*PROBLEM REQUIREMENTS:*
Can you write out the whole listing exactly?
▬▬▬
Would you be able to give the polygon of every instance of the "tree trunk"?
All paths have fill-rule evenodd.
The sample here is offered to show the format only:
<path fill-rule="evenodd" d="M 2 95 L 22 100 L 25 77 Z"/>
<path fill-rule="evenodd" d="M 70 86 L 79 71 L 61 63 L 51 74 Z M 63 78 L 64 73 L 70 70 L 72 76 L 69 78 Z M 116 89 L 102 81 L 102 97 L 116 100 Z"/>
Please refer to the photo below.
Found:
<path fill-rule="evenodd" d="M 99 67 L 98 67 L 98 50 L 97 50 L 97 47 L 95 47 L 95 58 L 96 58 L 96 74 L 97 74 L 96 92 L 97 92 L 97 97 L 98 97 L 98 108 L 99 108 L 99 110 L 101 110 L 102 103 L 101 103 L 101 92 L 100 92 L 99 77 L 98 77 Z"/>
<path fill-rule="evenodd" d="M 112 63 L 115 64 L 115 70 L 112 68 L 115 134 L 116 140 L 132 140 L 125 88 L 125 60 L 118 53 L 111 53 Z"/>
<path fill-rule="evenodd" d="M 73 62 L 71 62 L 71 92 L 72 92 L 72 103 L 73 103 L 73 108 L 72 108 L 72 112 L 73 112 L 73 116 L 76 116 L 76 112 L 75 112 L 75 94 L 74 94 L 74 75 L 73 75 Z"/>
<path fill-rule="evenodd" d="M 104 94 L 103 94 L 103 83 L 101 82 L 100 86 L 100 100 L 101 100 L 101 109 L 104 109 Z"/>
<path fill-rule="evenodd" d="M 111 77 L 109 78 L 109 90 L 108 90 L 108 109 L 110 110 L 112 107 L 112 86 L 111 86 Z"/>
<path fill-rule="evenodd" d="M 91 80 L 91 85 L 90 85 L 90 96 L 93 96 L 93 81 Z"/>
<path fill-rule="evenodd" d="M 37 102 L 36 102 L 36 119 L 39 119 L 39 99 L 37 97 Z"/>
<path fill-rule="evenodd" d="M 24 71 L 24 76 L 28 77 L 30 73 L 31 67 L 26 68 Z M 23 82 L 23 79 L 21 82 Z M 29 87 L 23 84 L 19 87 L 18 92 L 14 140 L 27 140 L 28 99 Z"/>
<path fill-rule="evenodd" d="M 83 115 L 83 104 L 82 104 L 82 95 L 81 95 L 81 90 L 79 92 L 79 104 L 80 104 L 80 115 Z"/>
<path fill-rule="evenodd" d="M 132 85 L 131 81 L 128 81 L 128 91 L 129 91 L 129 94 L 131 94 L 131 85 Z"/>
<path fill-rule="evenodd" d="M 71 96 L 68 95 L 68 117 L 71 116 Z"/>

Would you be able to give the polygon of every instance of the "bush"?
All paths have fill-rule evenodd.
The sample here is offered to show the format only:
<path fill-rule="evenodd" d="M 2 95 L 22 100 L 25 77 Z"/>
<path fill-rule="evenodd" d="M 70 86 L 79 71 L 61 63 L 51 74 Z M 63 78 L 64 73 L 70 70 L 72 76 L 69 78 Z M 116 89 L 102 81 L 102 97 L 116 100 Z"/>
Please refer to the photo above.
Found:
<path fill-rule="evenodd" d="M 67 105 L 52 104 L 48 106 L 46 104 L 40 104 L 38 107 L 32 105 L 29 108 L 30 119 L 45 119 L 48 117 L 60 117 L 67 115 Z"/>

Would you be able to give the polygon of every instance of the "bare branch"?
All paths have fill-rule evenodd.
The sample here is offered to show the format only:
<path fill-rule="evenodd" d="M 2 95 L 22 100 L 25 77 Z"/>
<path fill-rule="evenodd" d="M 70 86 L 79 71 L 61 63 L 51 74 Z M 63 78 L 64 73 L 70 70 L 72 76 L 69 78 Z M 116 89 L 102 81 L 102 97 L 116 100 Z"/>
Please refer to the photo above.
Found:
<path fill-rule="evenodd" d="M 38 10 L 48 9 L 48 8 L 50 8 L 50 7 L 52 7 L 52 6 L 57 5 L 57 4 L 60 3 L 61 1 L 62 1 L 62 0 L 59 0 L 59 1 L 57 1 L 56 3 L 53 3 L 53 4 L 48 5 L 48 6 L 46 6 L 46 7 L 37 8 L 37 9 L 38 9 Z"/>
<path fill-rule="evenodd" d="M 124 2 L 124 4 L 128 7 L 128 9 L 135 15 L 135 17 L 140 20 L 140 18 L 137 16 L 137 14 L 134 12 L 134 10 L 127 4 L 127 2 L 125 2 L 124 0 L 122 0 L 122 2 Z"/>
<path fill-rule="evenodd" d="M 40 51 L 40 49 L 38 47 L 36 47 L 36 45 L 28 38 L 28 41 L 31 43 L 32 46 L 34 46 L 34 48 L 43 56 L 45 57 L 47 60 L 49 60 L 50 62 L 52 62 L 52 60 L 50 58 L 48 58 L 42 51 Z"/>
▬▬▬
*RESPONSE TO THE TASK:*
Would you be able to give the polygon of every instance of the "tree trunk"?
All paths have fill-rule evenodd.
The sample here is offered to show the format only:
<path fill-rule="evenodd" d="M 2 95 L 22 100 L 25 77 Z"/>
<path fill-rule="evenodd" d="M 70 86 L 79 71 L 61 63 L 51 74 Z M 63 78 L 64 73 L 70 70 L 72 76 L 69 78 Z M 116 89 L 102 81 L 102 97 L 116 100 Z"/>
Please refer to the photo below.
Found:
<path fill-rule="evenodd" d="M 99 67 L 98 67 L 98 50 L 97 50 L 97 47 L 95 47 L 95 58 L 96 58 L 96 74 L 97 74 L 96 92 L 97 92 L 97 97 L 98 97 L 98 108 L 99 108 L 99 110 L 101 110 L 102 103 L 101 103 L 101 92 L 100 92 L 99 77 L 98 77 Z"/>
<path fill-rule="evenodd" d="M 112 63 L 115 64 L 115 70 L 112 68 L 115 134 L 116 140 L 132 140 L 125 88 L 125 60 L 118 53 L 111 53 Z"/>
<path fill-rule="evenodd" d="M 73 62 L 71 62 L 71 92 L 72 92 L 72 103 L 73 103 L 73 108 L 72 108 L 72 112 L 73 112 L 73 116 L 76 116 L 76 112 L 75 112 L 75 94 L 74 94 L 74 75 L 73 75 Z"/>
<path fill-rule="evenodd" d="M 104 94 L 103 94 L 103 83 L 101 82 L 100 86 L 100 100 L 101 100 L 101 109 L 104 109 Z"/>
<path fill-rule="evenodd" d="M 111 77 L 109 78 L 109 90 L 108 90 L 108 109 L 110 110 L 112 107 L 112 86 L 111 86 Z"/>
<path fill-rule="evenodd" d="M 91 80 L 91 85 L 90 85 L 90 96 L 93 96 L 93 81 Z"/>
<path fill-rule="evenodd" d="M 37 102 L 36 102 L 36 119 L 39 119 L 39 99 L 37 97 Z"/>
<path fill-rule="evenodd" d="M 24 71 L 24 76 L 28 77 L 30 73 L 31 67 L 26 68 Z M 23 82 L 23 79 L 21 82 Z M 29 87 L 23 84 L 19 87 L 18 92 L 14 140 L 27 140 L 28 99 Z"/>
<path fill-rule="evenodd" d="M 83 115 L 83 104 L 82 104 L 82 95 L 81 95 L 81 90 L 79 92 L 79 104 L 80 104 L 80 115 Z"/>
<path fill-rule="evenodd" d="M 132 85 L 131 81 L 128 81 L 128 91 L 129 91 L 129 94 L 131 94 L 131 85 Z"/>
<path fill-rule="evenodd" d="M 71 96 L 68 95 L 68 117 L 71 116 Z"/>

Would you be able to give the polygon of every instance of the "bush"?
All paths have fill-rule evenodd.
The sample here is offered to show the format only:
<path fill-rule="evenodd" d="M 2 95 L 22 100 L 25 77 Z"/>
<path fill-rule="evenodd" d="M 70 86 L 79 71 L 61 63 L 51 74 Z M 63 78 L 64 73 L 70 70 L 72 76 L 69 78 Z M 116 89 L 102 81 L 102 97 L 116 100 Z"/>
Please refer to the photo above.
Found:
<path fill-rule="evenodd" d="M 67 105 L 52 104 L 48 106 L 46 104 L 40 104 L 38 107 L 32 105 L 29 108 L 30 119 L 45 119 L 48 117 L 60 117 L 67 115 Z"/>

Would you be able to give the polygon of every instance of the "bare branch"?
All paths have fill-rule evenodd.
The sample here is offered to show the format only:
<path fill-rule="evenodd" d="M 2 95 L 22 100 L 25 77 Z"/>
<path fill-rule="evenodd" d="M 70 86 L 79 71 L 61 63 L 51 74 Z M 63 78 L 64 73 L 70 70 L 72 76 L 69 78 Z M 116 89 L 102 81 L 102 97 L 116 100 Z"/>
Please refer to the photo above.
Found:
<path fill-rule="evenodd" d="M 38 10 L 48 9 L 48 8 L 50 8 L 50 7 L 52 7 L 52 6 L 57 5 L 57 4 L 60 3 L 61 1 L 62 1 L 62 0 L 59 0 L 59 1 L 57 1 L 56 3 L 53 3 L 53 4 L 48 5 L 48 6 L 46 6 L 46 7 L 37 8 L 37 9 L 38 9 Z"/>
<path fill-rule="evenodd" d="M 124 2 L 124 4 L 128 7 L 128 9 L 135 15 L 135 17 L 140 20 L 140 18 L 137 16 L 137 14 L 134 12 L 134 10 L 127 4 L 127 2 L 125 2 L 124 0 L 122 0 L 122 2 Z"/>
<path fill-rule="evenodd" d="M 40 51 L 40 49 L 38 47 L 36 47 L 36 45 L 28 38 L 28 41 L 31 43 L 32 46 L 34 46 L 34 48 L 43 56 L 45 57 L 47 60 L 49 60 L 50 62 L 52 62 L 52 60 L 50 58 L 48 58 L 42 51 Z"/>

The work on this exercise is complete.